** Aim **
Collect every line of the data below that contains the string "bird", and copy each one in full. Case counts when matching.
====
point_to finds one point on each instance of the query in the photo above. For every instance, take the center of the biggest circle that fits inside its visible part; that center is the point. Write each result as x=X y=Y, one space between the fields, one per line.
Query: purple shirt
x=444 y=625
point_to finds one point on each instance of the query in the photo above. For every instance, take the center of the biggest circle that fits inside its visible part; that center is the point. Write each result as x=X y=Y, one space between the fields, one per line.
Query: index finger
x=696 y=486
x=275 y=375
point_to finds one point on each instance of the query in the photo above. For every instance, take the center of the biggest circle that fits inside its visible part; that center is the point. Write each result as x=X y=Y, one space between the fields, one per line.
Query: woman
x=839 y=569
====
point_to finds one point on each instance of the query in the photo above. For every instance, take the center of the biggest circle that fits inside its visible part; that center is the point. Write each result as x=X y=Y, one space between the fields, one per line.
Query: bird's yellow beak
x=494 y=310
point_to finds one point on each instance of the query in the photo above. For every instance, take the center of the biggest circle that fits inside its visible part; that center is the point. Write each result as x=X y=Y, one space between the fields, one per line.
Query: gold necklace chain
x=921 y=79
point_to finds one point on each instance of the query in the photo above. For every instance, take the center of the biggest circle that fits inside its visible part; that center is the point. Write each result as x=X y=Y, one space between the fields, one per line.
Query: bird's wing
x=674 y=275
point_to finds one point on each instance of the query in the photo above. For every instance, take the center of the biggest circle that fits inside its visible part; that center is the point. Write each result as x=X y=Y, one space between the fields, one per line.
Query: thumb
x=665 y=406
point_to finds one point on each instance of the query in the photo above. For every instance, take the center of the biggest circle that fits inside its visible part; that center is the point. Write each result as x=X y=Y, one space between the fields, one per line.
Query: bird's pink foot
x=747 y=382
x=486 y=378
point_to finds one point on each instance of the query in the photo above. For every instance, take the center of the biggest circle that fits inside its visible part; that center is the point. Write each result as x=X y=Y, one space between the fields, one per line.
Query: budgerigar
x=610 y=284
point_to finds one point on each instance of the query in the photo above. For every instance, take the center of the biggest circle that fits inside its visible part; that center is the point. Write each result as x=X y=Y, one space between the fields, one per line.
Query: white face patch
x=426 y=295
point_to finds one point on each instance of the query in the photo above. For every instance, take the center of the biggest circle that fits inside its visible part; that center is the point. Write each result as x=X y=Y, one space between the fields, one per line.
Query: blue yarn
====
** Solution for this task **
Query: bird's yellow beak
Query: bird's wing
Query: bird's pink foot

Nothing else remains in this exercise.